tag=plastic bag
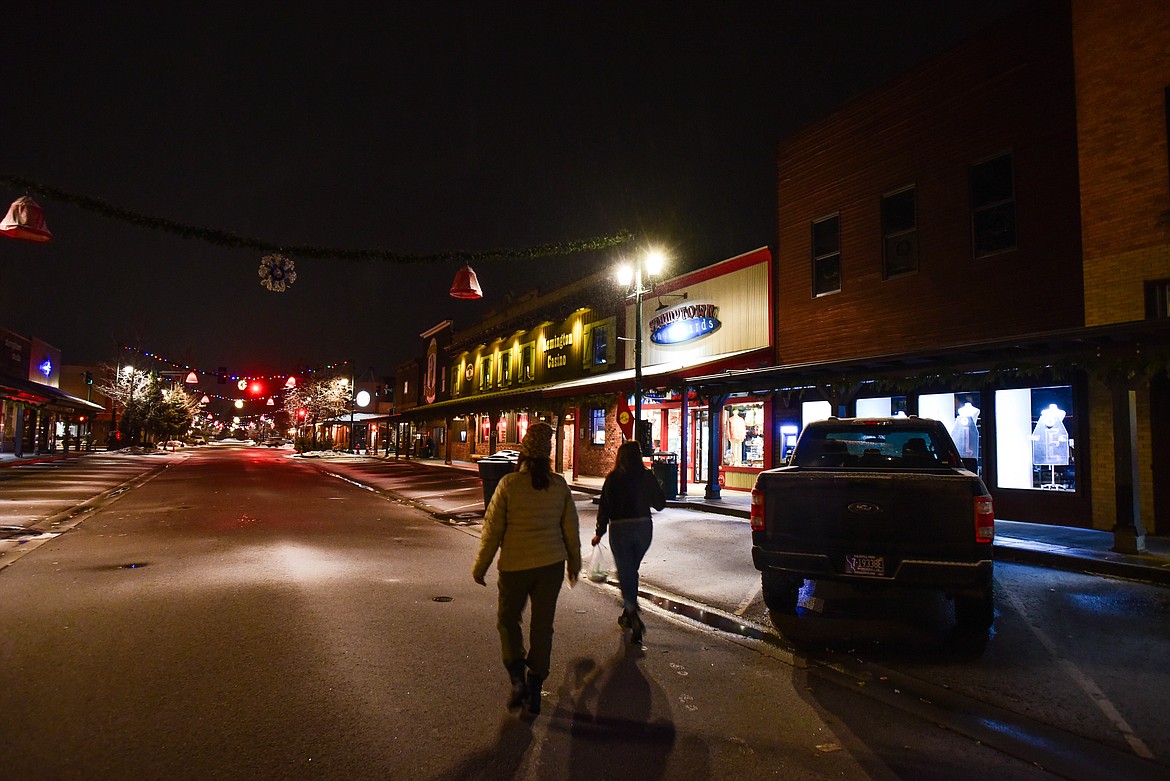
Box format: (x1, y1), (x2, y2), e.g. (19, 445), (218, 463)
(586, 542), (610, 583)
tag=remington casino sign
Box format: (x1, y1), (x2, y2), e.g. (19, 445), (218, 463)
(649, 302), (723, 345)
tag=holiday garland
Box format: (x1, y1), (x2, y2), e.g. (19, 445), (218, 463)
(0, 173), (633, 261)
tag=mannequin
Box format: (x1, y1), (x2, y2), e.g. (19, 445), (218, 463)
(1032, 405), (1068, 466)
(728, 409), (748, 466)
(951, 401), (979, 458)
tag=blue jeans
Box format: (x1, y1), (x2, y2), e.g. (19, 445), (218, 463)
(610, 518), (654, 613)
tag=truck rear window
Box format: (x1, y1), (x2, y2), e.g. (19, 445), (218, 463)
(792, 427), (958, 469)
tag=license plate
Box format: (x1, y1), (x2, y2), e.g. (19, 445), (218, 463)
(845, 555), (886, 578)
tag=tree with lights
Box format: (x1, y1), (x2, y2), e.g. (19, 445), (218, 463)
(284, 376), (350, 452)
(97, 366), (199, 445)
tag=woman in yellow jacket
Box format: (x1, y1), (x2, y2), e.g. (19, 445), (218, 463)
(472, 423), (581, 714)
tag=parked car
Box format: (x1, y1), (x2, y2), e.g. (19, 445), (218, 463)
(751, 417), (995, 630)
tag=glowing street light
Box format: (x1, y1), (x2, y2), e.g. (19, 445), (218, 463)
(617, 249), (666, 455)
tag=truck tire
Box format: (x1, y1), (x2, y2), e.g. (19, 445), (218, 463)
(955, 586), (996, 631)
(761, 572), (804, 615)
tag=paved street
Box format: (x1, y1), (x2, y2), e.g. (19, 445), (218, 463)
(0, 445), (1170, 779)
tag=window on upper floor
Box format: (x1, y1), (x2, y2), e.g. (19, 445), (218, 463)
(581, 323), (613, 368)
(519, 341), (536, 382)
(971, 153), (1016, 257)
(500, 350), (511, 388)
(812, 214), (841, 297)
(480, 355), (491, 391)
(881, 187), (918, 279)
(1145, 279), (1170, 320)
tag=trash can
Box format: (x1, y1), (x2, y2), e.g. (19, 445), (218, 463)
(480, 452), (516, 512)
(651, 452), (679, 499)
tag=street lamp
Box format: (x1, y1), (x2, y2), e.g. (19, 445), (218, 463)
(617, 249), (666, 455)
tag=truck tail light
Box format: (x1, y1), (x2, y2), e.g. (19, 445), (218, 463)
(751, 489), (764, 532)
(973, 496), (996, 542)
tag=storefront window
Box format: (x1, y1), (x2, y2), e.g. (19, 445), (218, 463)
(856, 396), (906, 417)
(500, 351), (511, 388)
(996, 385), (1076, 491)
(723, 401), (764, 469)
(918, 391), (983, 475)
(586, 407), (605, 444)
(800, 401), (833, 428)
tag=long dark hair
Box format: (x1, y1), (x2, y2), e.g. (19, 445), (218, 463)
(610, 440), (646, 477)
(516, 454), (552, 491)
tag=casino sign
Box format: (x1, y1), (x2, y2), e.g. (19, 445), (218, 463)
(649, 302), (723, 345)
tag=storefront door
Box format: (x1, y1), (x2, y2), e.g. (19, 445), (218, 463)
(689, 409), (710, 483)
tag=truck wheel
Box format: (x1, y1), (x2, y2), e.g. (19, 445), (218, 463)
(761, 572), (804, 615)
(955, 586), (996, 631)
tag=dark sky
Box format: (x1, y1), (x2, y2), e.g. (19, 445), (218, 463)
(0, 0), (1024, 374)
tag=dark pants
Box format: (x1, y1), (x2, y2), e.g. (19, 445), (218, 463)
(610, 518), (654, 611)
(496, 561), (565, 680)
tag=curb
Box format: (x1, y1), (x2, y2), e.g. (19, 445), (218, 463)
(995, 545), (1170, 586)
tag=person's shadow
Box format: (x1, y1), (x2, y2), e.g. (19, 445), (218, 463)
(435, 714), (532, 781)
(558, 641), (675, 781)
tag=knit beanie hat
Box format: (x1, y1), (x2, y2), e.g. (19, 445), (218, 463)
(519, 423), (552, 458)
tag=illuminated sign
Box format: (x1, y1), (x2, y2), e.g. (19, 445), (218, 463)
(422, 339), (439, 405)
(544, 331), (573, 368)
(649, 302), (723, 345)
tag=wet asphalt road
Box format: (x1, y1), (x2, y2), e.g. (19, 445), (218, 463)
(0, 448), (1157, 779)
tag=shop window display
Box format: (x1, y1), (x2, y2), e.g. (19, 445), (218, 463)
(723, 402), (764, 469)
(996, 386), (1076, 491)
(587, 408), (605, 444)
(800, 401), (833, 428)
(918, 391), (983, 475)
(856, 396), (906, 417)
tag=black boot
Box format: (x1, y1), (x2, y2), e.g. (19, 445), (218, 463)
(528, 672), (544, 716)
(508, 662), (528, 711)
(629, 613), (646, 645)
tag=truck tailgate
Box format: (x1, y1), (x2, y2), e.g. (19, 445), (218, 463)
(761, 470), (982, 559)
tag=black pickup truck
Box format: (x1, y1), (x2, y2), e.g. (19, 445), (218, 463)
(751, 417), (995, 630)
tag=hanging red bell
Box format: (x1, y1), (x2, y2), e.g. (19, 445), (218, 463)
(0, 195), (53, 241)
(450, 263), (483, 300)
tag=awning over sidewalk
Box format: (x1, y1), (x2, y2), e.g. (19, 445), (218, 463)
(687, 319), (1170, 393)
(394, 348), (771, 420)
(0, 374), (105, 414)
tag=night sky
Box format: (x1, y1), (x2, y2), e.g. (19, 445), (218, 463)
(0, 0), (1024, 374)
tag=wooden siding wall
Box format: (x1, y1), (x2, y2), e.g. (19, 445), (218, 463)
(776, 1), (1083, 364)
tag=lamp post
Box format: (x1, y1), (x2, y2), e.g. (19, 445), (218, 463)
(350, 361), (358, 452)
(617, 249), (666, 455)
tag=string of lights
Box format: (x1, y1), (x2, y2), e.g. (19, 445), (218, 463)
(122, 345), (350, 382)
(0, 173), (634, 261)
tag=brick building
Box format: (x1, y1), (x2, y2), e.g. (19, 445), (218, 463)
(691, 0), (1170, 547)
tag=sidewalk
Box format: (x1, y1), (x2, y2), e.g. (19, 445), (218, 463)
(404, 451), (1170, 586)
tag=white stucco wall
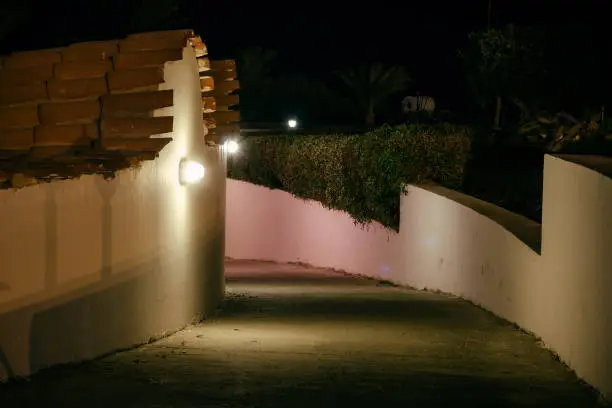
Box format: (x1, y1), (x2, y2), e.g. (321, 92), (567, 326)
(0, 47), (225, 379)
(226, 156), (612, 399)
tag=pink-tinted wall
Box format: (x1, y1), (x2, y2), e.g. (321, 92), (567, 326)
(225, 156), (612, 399)
(225, 180), (398, 279)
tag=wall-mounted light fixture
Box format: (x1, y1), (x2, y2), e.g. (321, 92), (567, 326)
(179, 159), (206, 186)
(287, 118), (297, 129)
(222, 140), (240, 154)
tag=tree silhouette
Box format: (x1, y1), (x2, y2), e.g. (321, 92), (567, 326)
(336, 64), (411, 126)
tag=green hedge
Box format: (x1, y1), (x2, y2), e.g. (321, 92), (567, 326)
(228, 125), (472, 229)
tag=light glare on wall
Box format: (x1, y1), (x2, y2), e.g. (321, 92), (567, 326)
(179, 159), (206, 185)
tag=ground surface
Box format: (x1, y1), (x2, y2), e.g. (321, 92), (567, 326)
(0, 261), (598, 408)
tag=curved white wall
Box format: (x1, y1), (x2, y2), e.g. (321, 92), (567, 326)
(0, 47), (225, 379)
(226, 156), (612, 399)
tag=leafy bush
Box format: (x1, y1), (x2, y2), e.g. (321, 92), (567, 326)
(229, 125), (472, 229)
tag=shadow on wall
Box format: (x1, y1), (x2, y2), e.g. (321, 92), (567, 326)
(225, 156), (612, 400)
(0, 170), (225, 380)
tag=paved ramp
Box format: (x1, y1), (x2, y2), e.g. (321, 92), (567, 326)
(0, 261), (599, 408)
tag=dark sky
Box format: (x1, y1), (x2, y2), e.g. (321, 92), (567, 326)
(0, 0), (612, 107)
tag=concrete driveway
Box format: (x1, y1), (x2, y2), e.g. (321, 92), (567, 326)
(0, 261), (600, 408)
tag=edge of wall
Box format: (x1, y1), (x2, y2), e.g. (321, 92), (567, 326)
(413, 184), (542, 254)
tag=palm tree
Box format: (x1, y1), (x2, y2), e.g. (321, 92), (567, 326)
(336, 64), (411, 126)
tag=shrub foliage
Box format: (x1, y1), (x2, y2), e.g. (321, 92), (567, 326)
(228, 125), (472, 229)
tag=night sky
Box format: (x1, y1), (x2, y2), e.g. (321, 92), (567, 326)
(0, 0), (612, 107)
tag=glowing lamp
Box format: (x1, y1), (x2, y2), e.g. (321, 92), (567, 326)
(223, 140), (240, 154)
(179, 159), (206, 185)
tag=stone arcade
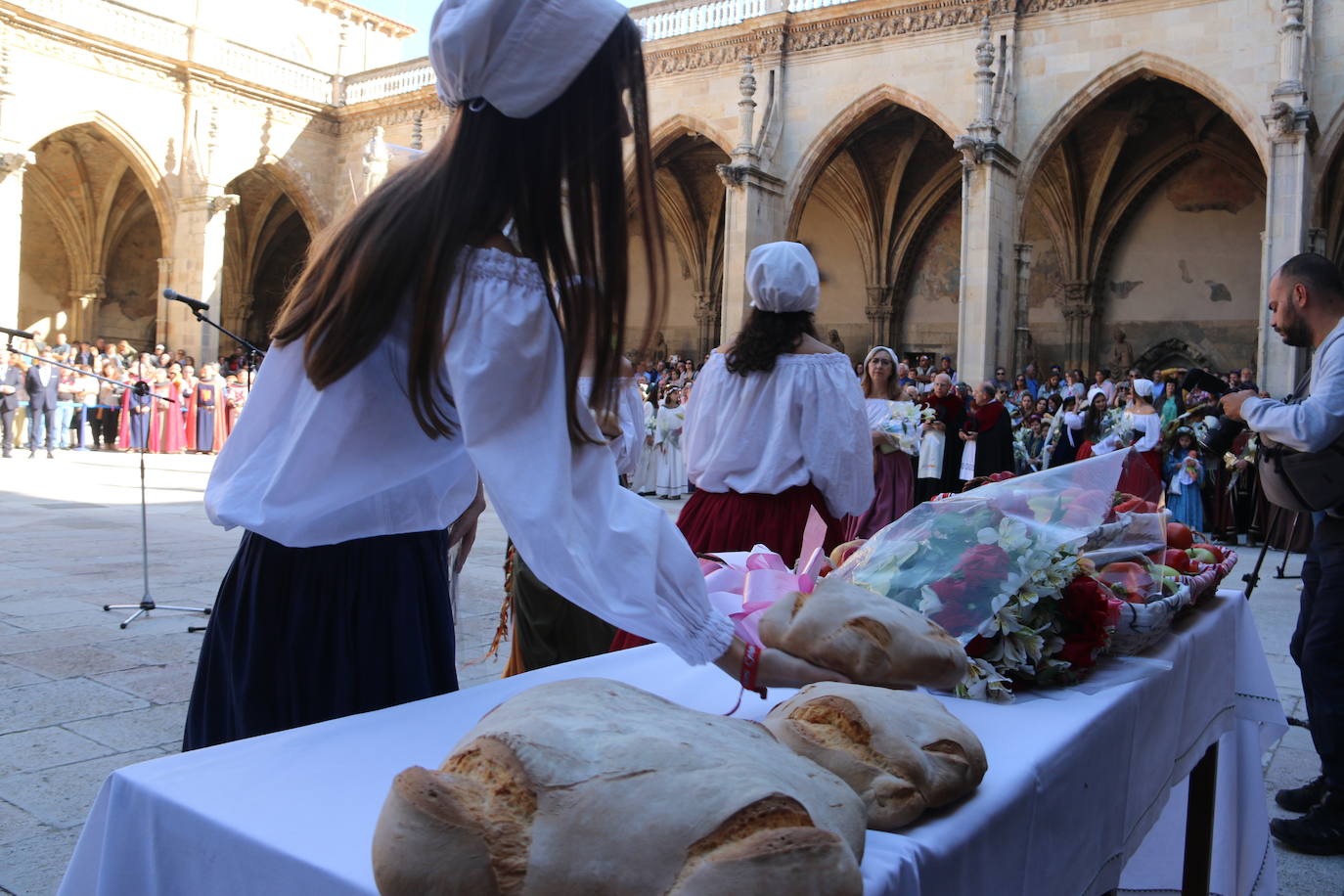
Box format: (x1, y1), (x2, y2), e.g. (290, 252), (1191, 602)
(0, 0), (1344, 392)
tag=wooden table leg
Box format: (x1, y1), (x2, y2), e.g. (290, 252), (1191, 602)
(1180, 740), (1218, 896)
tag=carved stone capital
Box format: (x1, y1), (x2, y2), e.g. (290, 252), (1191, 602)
(209, 194), (242, 215)
(1261, 100), (1316, 144)
(715, 162), (784, 197)
(0, 152), (37, 177)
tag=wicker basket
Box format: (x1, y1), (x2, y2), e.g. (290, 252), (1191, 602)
(1107, 584), (1194, 655)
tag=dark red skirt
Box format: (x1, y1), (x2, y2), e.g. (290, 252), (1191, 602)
(611, 482), (844, 650)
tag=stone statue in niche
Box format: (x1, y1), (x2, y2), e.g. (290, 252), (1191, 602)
(827, 329), (845, 355)
(364, 125), (391, 197)
(1110, 327), (1135, 377)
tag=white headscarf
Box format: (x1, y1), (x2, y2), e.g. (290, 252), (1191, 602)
(428, 0), (626, 118)
(747, 244), (817, 315)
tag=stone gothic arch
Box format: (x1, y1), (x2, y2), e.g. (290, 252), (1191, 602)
(1135, 338), (1219, 377)
(632, 126), (729, 357)
(1311, 106), (1344, 265)
(19, 115), (172, 348)
(1020, 71), (1265, 368)
(786, 87), (961, 356)
(220, 165), (313, 353)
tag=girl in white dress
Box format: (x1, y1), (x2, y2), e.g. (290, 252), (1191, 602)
(653, 385), (687, 501)
(630, 385), (658, 496)
(184, 0), (836, 749)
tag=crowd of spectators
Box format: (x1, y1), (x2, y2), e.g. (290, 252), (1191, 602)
(636, 340), (1268, 537)
(0, 334), (248, 457)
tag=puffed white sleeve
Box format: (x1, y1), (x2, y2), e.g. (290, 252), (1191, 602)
(795, 355), (876, 517)
(445, 276), (733, 663)
(1135, 414), (1163, 451)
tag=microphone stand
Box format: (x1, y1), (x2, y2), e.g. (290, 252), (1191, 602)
(5, 335), (211, 629)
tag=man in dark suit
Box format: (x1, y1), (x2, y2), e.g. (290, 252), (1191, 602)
(0, 348), (22, 457)
(22, 349), (61, 458)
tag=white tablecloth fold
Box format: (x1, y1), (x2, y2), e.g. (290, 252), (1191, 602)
(61, 593), (1283, 896)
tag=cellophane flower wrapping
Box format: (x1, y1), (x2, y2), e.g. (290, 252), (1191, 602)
(881, 402), (935, 456)
(830, 450), (1156, 699)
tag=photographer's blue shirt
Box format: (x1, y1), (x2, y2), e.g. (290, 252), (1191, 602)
(1242, 318), (1344, 451)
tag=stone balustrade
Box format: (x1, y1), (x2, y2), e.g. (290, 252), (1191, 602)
(22, 0), (191, 59)
(342, 58), (434, 105)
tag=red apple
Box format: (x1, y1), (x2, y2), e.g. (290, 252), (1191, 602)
(1167, 522), (1194, 551)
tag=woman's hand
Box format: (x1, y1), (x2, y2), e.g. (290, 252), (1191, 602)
(714, 636), (849, 688)
(448, 481), (485, 573)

==============================

:: WORK INSTRUCTIONS ::
Return the stretch of the entries from the line containing "tag=edge of wall" through the line containing "(22, 349), (61, 458)", both ends included, reproduced verbatim. Omit any pictures from the output.

:: COMPLETED TASK ::
tag=edge of wall
Box format: (x1, y1), (x2, y2), e.g. (321, 92), (567, 326)
(413, 184), (542, 254)
tag=palm tree
Box format: (x1, y1), (x2, y2), e.g. (321, 92), (567, 326)
(336, 64), (411, 126)
tag=shrub foliage
Box format: (x1, y1), (x2, y2), e.g. (321, 92), (567, 326)
(228, 125), (472, 229)
tag=night sky
Box format: (x1, y1), (x2, y2), e.g. (321, 92), (567, 326)
(0, 0), (612, 107)
tag=glowing lamp
Box format: (x1, y1), (x2, y2), e.g. (321, 92), (567, 326)
(223, 140), (240, 154)
(179, 159), (206, 185)
tag=stone arcade
Box format: (x1, y1), (x2, y2), e.g. (290, 252), (1191, 602)
(0, 0), (1344, 392)
tag=wooden table leg
Box format: (x1, y1), (x2, y2), e.g. (290, 252), (1191, 602)
(1180, 740), (1218, 896)
tag=carved stone capital
Box format: (x1, y1), (x2, y2), e.g. (290, 252), (1191, 602)
(209, 194), (242, 215)
(1261, 100), (1316, 144)
(715, 162), (784, 197)
(0, 152), (37, 177)
tag=wicker basket
Box format: (x1, y1), (x2, y2), e.g. (290, 252), (1191, 602)
(1107, 584), (1194, 655)
tag=dark red skirt
Box format: (x1, y1), (x2, y2), e.g. (290, 252), (1191, 602)
(611, 482), (844, 650)
tag=stone statue in niche
Box format: (x1, y1), (x2, y2), e.g. (290, 252), (1191, 602)
(827, 329), (845, 355)
(364, 125), (391, 197)
(1110, 327), (1135, 377)
tag=white headscarf
Box format: (x1, y1), (x2, y2), e.g. (290, 252), (1191, 602)
(428, 0), (626, 118)
(747, 244), (817, 315)
tag=stone gothic arch
Box format: (x1, y1), (x2, y2), e.g. (290, 252), (1191, 602)
(1135, 338), (1219, 377)
(632, 126), (729, 357)
(1311, 106), (1344, 265)
(19, 115), (172, 348)
(1020, 71), (1265, 368)
(786, 87), (961, 356)
(220, 165), (313, 353)
tag=girl in white dress
Box format: (x1, y1), (x2, y2), e.g. (290, 252), (1191, 602)
(653, 385), (687, 501)
(630, 385), (658, 496)
(184, 0), (836, 749)
tag=crowd of spectators
Box format: (x1, y1), (x2, y2), e.g. (290, 252), (1191, 602)
(636, 340), (1268, 537)
(0, 334), (248, 457)
tag=puffed white sleeve
Box format: (x1, y1), (x2, y2), e.g. (290, 252), (1191, 602)
(795, 355), (876, 517)
(445, 276), (733, 663)
(1135, 414), (1163, 451)
tag=microphone stand
Box format: (x1, y1), (x2, y2), e.g. (290, 252), (1191, 602)
(5, 335), (211, 629)
tag=man in dark suit
Box format: (x1, y1), (x2, y2), e.g. (290, 252), (1191, 602)
(0, 348), (22, 457)
(22, 349), (61, 458)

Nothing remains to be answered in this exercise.